The data:

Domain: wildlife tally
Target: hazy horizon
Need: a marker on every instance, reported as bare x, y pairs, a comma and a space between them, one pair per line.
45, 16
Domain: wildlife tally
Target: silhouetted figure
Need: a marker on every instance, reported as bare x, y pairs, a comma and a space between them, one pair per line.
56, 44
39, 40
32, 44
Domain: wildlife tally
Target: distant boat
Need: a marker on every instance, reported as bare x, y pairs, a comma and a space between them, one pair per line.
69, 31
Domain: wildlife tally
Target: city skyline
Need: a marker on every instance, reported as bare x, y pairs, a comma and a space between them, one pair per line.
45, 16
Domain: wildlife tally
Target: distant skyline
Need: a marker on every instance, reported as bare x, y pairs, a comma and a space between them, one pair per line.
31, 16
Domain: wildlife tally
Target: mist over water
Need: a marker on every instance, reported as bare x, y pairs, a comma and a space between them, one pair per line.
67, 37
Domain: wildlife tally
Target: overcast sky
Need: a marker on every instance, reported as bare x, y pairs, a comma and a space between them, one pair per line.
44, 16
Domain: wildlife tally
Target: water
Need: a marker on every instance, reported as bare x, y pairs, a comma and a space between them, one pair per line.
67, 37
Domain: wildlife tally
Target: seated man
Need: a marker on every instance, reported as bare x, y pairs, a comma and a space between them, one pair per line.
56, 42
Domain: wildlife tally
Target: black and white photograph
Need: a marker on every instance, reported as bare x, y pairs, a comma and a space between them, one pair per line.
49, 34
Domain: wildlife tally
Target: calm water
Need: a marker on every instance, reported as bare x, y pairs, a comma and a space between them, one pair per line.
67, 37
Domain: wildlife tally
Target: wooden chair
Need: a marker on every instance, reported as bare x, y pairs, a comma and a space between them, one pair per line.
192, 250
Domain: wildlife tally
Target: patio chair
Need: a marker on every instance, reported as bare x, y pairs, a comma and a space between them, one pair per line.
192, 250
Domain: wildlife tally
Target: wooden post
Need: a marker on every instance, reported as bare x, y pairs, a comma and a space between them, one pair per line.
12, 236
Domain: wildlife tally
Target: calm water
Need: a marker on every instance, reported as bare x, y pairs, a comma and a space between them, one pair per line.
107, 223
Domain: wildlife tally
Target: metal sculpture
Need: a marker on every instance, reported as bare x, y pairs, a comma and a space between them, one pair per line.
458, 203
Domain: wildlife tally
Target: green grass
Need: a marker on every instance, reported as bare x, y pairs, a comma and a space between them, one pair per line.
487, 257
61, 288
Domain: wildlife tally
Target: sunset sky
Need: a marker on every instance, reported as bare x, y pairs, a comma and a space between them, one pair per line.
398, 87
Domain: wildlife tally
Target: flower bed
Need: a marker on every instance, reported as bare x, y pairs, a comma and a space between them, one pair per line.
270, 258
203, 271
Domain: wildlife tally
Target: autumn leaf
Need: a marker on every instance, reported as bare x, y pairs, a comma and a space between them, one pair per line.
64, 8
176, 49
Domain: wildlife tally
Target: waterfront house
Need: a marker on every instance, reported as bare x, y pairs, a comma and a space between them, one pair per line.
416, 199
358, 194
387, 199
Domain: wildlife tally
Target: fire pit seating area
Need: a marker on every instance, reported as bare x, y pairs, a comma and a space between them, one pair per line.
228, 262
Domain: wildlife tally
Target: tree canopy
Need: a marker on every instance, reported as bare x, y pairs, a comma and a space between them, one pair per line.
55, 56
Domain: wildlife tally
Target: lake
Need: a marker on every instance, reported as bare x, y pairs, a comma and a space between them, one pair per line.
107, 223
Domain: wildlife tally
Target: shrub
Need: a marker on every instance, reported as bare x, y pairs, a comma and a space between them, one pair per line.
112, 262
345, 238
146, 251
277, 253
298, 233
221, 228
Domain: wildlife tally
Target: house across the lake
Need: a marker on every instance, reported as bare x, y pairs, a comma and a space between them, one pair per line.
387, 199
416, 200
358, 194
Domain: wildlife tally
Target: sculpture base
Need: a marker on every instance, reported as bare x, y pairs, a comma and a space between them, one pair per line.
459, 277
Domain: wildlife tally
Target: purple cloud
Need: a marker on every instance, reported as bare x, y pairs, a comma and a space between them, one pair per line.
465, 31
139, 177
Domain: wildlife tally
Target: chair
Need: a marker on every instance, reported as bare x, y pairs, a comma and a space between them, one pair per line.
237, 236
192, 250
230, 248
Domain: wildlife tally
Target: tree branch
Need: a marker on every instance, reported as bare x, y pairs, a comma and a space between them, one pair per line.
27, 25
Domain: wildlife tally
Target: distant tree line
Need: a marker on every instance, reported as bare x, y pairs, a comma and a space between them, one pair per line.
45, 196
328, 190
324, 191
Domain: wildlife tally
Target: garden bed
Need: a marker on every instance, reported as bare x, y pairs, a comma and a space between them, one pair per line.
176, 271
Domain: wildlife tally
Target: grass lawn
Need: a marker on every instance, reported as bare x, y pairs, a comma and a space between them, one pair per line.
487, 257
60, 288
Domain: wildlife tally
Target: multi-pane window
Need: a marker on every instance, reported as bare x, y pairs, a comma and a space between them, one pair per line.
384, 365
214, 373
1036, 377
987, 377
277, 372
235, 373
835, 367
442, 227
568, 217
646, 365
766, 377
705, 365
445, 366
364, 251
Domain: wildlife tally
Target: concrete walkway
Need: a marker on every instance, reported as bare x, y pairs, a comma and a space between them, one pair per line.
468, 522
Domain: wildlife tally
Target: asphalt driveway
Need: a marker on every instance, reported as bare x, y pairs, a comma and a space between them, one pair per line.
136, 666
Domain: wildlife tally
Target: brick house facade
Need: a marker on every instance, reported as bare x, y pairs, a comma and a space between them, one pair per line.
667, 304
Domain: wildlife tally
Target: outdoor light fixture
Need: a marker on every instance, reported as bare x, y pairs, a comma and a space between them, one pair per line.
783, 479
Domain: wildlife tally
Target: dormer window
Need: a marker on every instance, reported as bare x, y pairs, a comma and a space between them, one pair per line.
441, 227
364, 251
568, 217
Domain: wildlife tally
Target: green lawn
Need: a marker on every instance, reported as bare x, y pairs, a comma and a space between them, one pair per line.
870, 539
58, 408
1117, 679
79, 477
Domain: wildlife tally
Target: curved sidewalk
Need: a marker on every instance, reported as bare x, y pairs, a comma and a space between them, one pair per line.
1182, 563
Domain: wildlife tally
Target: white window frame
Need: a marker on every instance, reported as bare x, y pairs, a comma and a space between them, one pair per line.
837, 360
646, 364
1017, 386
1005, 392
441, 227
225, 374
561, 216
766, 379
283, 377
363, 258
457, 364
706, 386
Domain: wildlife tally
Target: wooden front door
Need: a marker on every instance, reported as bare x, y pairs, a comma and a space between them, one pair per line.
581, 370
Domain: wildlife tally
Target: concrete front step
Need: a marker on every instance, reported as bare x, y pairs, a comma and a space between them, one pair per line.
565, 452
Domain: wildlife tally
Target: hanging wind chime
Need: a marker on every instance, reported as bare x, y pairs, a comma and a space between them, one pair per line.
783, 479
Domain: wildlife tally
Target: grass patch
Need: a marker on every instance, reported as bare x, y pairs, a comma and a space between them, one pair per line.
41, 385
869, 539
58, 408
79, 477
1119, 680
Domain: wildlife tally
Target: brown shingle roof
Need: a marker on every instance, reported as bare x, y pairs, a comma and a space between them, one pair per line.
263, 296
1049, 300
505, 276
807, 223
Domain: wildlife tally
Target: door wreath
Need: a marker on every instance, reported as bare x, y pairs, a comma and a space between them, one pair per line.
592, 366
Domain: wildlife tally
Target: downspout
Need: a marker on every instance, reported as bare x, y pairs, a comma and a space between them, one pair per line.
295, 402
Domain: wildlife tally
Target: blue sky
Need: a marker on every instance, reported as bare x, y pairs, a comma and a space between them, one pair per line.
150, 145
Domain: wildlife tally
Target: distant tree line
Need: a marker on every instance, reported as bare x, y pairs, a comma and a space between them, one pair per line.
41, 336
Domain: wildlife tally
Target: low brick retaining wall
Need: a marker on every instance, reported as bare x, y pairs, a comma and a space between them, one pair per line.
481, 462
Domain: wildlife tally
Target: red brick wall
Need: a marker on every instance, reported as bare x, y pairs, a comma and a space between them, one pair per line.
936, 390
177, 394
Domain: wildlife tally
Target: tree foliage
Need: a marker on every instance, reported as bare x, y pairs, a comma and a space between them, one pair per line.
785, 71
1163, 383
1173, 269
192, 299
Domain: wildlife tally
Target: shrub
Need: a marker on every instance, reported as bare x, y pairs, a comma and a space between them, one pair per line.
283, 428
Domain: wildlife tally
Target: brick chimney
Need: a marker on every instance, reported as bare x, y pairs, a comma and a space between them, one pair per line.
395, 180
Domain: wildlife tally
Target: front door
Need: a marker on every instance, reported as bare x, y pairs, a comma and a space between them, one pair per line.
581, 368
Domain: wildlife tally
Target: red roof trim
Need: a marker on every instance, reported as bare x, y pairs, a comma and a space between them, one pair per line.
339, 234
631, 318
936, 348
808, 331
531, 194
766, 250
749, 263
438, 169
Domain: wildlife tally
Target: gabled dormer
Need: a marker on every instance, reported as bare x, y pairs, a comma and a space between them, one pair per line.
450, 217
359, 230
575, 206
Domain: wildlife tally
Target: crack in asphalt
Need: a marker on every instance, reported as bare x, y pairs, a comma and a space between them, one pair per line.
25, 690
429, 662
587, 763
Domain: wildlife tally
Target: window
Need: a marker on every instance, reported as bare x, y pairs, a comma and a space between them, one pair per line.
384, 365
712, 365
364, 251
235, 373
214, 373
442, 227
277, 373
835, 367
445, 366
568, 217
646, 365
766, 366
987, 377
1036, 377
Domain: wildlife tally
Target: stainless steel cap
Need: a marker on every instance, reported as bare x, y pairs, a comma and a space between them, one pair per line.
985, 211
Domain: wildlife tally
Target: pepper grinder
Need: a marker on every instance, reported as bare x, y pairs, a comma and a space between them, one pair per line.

Exercise goal:
Please copy, without any change, the lines of the material from the first through the one containing "Target: silhouetted figure". Write nothing else.

Exercise result:
Domain: wildlife tally
Target: hazy horizon
Need: a marker on every instance, reported as bare x, y pairs, a comma and a space between them, one pair per line.
45, 16
Domain: wildlife tally
Target: silhouetted figure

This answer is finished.